WHAT YOU NEED TO DO — Lines holding the word "Target" are the ones to copy from the data below.

**********

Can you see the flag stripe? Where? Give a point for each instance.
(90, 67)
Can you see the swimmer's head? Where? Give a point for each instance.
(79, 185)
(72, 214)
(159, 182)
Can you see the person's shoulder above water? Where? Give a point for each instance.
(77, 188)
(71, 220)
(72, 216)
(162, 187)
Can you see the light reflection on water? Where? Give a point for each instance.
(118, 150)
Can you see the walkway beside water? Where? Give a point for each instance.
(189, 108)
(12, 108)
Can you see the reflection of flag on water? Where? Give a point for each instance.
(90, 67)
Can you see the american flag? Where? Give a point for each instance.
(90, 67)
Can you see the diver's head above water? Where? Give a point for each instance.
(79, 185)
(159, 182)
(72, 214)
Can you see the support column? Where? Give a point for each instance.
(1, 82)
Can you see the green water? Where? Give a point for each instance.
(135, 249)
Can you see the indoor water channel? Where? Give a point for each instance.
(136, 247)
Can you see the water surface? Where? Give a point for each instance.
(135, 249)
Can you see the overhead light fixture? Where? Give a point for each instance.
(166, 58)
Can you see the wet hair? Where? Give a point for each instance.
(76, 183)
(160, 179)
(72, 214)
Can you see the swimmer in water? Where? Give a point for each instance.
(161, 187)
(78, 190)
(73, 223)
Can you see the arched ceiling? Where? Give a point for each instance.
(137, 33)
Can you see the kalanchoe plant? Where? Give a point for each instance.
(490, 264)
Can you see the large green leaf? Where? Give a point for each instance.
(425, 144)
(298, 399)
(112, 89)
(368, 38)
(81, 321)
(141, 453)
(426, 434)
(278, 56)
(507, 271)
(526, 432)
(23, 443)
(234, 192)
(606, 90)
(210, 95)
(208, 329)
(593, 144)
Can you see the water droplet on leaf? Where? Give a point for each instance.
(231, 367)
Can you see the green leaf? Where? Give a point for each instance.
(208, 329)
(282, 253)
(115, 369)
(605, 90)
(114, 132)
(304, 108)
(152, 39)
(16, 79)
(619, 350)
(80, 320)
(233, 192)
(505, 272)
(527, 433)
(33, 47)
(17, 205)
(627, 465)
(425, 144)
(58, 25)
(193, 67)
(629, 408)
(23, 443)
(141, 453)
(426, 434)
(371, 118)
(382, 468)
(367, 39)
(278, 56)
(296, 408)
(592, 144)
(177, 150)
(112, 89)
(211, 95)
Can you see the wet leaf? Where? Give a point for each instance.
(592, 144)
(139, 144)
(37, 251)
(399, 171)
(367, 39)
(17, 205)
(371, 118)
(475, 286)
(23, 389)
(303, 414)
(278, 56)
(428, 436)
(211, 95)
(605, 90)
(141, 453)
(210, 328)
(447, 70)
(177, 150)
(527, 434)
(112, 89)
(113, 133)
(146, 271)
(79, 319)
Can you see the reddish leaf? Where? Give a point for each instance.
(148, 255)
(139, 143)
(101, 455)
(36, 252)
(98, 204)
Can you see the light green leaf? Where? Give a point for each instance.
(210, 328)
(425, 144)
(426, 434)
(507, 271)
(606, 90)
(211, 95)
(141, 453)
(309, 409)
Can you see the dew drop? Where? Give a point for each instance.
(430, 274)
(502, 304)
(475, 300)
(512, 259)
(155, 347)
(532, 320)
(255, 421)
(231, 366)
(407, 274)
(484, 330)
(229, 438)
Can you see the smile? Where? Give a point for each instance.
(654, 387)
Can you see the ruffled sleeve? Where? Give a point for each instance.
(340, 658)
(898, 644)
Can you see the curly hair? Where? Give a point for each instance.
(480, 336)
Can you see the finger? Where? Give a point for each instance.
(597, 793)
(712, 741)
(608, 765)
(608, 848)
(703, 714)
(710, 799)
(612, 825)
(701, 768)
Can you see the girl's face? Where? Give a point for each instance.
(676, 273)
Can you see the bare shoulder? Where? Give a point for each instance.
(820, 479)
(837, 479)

**********

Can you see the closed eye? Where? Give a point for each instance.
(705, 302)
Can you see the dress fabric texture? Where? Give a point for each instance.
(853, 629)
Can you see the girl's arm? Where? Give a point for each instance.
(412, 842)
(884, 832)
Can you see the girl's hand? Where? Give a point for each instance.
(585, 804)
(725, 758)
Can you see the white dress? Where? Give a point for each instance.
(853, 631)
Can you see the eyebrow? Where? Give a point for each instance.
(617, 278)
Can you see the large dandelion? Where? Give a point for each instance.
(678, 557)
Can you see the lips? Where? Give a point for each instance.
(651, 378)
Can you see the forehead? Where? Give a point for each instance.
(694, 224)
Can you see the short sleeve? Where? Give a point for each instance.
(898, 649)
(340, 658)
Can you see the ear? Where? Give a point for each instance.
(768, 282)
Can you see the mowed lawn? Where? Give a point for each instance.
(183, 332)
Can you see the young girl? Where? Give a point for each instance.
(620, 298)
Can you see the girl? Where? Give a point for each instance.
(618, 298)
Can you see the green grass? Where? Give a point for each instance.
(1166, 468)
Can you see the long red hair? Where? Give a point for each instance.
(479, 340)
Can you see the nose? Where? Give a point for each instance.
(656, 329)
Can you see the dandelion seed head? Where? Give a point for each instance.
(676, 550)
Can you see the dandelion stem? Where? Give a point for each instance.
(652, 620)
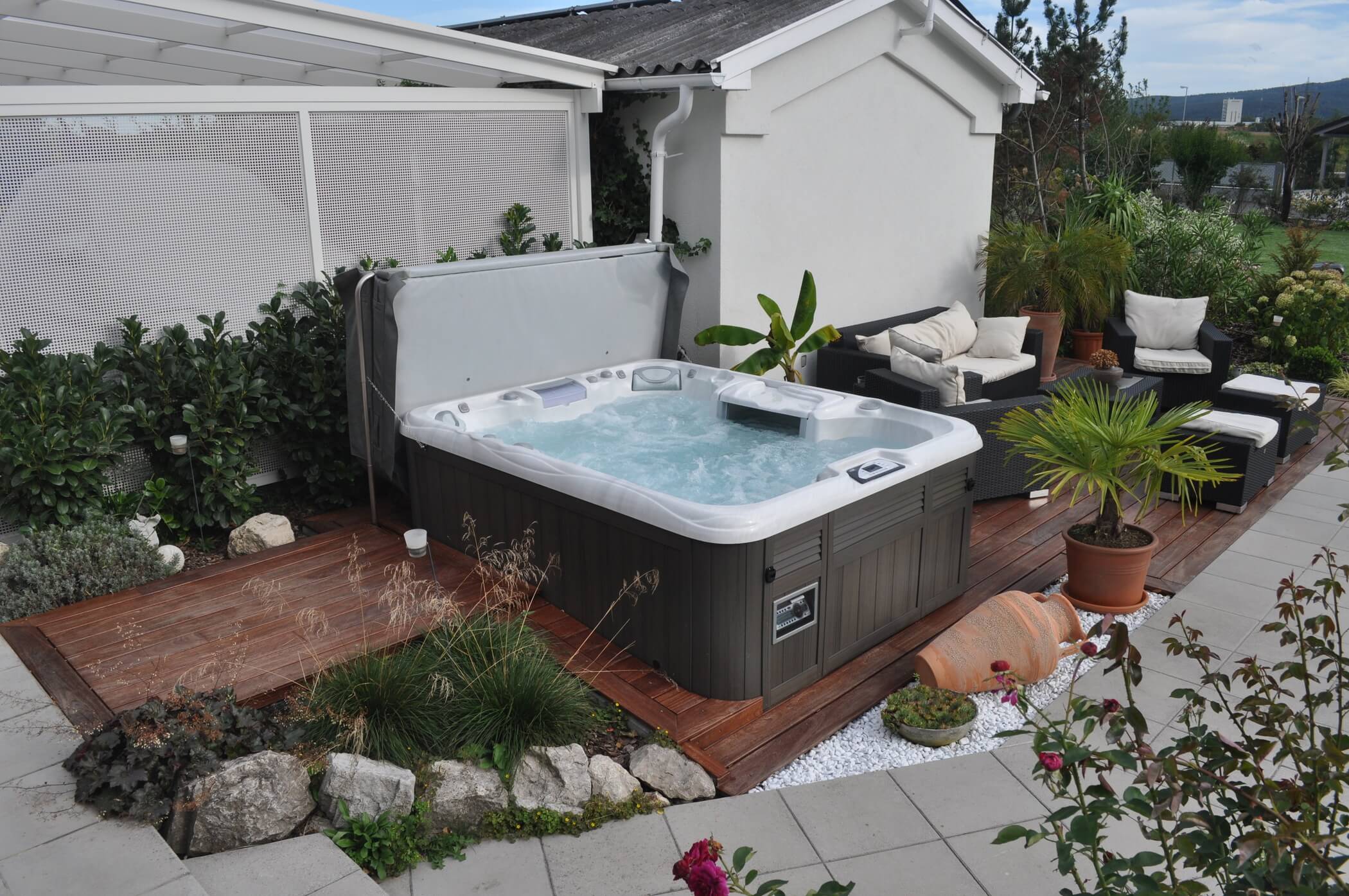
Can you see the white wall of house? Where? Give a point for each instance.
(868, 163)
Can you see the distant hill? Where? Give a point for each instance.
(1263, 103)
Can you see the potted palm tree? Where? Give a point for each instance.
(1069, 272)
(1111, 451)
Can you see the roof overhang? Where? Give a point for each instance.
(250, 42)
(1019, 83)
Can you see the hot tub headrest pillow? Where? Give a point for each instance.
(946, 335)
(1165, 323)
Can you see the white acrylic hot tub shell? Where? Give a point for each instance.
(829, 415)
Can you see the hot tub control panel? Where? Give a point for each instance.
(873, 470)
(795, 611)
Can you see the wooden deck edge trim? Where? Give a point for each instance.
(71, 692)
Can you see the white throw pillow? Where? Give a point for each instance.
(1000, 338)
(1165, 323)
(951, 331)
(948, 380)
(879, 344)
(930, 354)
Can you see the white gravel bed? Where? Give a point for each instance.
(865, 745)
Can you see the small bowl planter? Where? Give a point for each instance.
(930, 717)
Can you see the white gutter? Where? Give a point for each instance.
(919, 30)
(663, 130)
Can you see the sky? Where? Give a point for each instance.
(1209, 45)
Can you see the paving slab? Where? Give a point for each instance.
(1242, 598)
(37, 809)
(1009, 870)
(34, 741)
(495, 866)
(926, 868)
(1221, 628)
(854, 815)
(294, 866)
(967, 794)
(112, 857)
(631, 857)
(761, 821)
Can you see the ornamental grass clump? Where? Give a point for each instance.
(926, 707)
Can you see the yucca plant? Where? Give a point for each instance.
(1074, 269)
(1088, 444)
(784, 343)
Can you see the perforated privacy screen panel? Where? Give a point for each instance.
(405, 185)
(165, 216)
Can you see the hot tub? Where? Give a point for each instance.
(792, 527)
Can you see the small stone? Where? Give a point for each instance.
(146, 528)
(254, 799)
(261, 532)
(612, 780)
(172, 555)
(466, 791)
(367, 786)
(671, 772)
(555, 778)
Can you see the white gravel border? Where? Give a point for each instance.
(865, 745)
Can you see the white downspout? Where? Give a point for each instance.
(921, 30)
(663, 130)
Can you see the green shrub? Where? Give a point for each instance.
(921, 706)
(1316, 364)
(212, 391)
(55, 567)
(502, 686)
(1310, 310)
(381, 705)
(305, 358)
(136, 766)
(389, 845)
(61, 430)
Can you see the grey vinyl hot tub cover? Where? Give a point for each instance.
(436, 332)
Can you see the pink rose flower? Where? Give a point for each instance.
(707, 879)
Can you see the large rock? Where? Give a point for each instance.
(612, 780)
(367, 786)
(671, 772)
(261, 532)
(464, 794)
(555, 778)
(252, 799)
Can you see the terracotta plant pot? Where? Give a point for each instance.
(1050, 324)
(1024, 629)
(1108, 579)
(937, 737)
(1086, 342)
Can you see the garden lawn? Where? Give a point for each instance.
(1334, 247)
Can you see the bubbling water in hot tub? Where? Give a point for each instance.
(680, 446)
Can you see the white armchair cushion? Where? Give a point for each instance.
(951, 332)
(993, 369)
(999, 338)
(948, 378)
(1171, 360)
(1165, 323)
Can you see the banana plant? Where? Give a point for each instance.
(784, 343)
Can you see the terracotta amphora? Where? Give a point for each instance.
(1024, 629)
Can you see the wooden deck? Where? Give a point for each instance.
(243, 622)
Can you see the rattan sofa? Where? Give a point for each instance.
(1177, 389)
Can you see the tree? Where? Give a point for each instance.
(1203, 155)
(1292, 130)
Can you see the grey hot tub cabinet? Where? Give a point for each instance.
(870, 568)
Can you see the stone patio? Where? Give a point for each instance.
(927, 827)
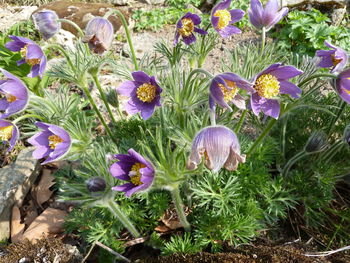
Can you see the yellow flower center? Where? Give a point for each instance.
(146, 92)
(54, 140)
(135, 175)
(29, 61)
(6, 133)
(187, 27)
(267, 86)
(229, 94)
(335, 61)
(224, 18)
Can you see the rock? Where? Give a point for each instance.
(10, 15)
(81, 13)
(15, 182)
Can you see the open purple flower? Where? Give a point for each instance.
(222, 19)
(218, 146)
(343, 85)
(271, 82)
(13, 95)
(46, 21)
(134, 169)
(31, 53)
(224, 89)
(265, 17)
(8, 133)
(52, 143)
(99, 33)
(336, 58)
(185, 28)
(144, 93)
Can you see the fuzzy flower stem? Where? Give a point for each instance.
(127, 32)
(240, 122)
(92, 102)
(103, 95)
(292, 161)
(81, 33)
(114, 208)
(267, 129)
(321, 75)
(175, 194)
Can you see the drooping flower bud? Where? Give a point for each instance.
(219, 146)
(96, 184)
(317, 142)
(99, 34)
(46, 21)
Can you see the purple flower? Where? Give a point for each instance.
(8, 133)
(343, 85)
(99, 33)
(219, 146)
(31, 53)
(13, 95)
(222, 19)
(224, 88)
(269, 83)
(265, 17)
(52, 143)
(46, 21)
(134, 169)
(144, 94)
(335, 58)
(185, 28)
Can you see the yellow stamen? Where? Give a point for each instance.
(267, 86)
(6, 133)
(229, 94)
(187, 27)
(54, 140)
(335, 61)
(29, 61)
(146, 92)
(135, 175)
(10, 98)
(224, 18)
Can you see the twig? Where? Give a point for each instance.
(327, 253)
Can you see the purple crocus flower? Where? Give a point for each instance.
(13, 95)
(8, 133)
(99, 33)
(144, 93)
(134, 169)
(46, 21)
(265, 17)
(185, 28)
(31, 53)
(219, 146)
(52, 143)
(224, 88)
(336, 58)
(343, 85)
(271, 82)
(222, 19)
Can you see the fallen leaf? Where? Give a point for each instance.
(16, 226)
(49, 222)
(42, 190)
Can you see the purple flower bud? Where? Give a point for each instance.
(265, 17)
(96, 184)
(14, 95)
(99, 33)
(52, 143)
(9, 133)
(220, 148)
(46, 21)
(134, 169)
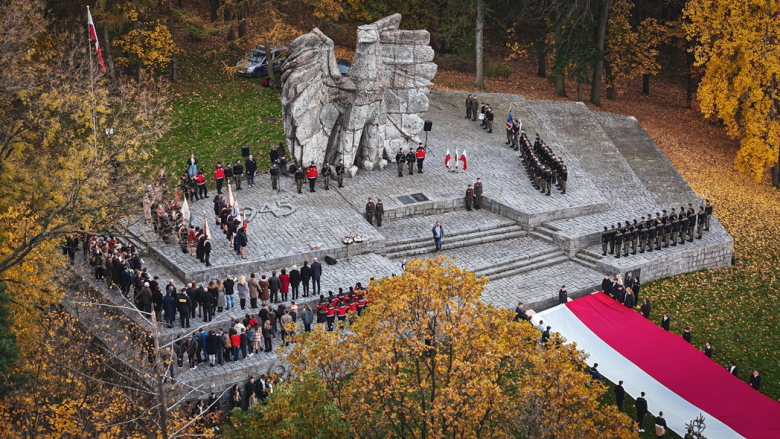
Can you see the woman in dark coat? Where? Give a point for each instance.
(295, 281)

**********

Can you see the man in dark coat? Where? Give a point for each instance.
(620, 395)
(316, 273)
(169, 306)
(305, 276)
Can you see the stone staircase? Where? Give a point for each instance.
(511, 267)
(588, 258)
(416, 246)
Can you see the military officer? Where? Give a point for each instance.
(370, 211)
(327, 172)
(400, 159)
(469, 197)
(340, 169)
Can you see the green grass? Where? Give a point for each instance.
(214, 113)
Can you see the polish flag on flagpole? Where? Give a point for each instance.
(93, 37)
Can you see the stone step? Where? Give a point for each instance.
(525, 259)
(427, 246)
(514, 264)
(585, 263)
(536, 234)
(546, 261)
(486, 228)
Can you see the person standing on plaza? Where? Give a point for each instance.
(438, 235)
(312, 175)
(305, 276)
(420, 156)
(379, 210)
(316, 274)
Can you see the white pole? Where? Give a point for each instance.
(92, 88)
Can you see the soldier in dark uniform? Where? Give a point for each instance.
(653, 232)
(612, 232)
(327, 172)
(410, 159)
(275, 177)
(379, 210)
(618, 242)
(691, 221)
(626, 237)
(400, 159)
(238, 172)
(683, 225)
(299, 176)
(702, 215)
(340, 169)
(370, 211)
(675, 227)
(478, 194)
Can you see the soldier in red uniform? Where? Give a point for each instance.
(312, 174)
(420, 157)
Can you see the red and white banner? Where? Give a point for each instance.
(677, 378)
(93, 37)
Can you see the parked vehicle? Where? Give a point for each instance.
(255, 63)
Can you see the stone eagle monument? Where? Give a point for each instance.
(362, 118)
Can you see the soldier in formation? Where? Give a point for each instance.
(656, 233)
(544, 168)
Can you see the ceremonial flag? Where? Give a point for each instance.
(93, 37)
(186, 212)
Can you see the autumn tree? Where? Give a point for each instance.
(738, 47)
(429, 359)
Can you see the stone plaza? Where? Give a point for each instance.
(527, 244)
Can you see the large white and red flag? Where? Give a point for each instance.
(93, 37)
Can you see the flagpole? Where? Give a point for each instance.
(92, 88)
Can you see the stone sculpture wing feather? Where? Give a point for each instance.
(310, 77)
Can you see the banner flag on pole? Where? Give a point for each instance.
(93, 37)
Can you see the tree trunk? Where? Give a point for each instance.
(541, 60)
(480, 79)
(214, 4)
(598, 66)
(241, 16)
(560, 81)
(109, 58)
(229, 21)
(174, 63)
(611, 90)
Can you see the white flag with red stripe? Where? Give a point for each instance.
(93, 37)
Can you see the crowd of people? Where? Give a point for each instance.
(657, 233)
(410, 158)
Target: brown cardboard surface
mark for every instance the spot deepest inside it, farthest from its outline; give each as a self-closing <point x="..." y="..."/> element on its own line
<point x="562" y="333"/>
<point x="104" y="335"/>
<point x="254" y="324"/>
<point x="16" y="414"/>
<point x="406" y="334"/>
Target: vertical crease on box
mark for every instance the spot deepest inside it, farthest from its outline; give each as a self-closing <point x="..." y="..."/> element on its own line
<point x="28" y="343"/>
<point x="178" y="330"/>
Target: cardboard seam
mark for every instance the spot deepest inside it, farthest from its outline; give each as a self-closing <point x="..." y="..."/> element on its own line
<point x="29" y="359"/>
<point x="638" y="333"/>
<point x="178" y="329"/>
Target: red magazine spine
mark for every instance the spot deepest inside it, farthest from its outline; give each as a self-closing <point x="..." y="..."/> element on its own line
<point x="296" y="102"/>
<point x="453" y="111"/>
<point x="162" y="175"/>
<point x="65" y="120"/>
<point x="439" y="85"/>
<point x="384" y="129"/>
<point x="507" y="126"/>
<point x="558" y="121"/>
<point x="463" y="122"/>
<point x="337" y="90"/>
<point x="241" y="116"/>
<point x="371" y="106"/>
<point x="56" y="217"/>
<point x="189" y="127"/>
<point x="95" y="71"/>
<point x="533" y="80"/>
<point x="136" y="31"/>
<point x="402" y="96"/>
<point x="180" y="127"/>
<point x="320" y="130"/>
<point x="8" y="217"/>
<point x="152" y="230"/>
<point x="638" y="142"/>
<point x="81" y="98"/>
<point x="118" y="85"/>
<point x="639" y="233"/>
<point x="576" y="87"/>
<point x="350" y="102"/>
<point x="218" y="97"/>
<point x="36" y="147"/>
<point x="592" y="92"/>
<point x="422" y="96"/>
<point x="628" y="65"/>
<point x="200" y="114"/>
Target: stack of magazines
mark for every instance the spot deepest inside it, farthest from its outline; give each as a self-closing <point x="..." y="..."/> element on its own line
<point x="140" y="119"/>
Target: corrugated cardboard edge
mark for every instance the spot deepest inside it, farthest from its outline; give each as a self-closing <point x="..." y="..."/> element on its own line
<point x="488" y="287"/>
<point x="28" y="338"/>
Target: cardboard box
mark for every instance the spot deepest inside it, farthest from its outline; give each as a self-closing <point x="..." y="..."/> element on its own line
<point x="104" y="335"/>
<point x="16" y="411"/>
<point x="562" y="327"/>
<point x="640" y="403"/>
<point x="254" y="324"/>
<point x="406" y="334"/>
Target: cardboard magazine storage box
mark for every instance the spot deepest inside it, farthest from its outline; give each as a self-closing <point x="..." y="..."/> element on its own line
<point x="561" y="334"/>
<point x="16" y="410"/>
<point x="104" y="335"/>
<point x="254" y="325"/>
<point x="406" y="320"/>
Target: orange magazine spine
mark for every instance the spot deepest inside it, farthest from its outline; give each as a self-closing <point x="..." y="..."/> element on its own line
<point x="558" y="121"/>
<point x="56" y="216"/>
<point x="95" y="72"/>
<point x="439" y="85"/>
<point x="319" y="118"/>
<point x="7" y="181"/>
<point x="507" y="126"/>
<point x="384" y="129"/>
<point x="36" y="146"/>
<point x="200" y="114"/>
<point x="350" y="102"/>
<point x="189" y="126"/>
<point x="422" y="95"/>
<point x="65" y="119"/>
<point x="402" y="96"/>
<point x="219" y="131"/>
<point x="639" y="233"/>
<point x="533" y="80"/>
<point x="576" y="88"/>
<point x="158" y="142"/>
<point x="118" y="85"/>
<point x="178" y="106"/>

**********

TASK SOLUTION —
Target: brown cardboard surface
Target: vertical crease on box
Target: cardboard seam
Target: red magazine spine
Target: stack of magazines
Target: corrugated cardboard edge
Target: cardboard box
Target: cardboard magazine storage box
Target: orange magazine spine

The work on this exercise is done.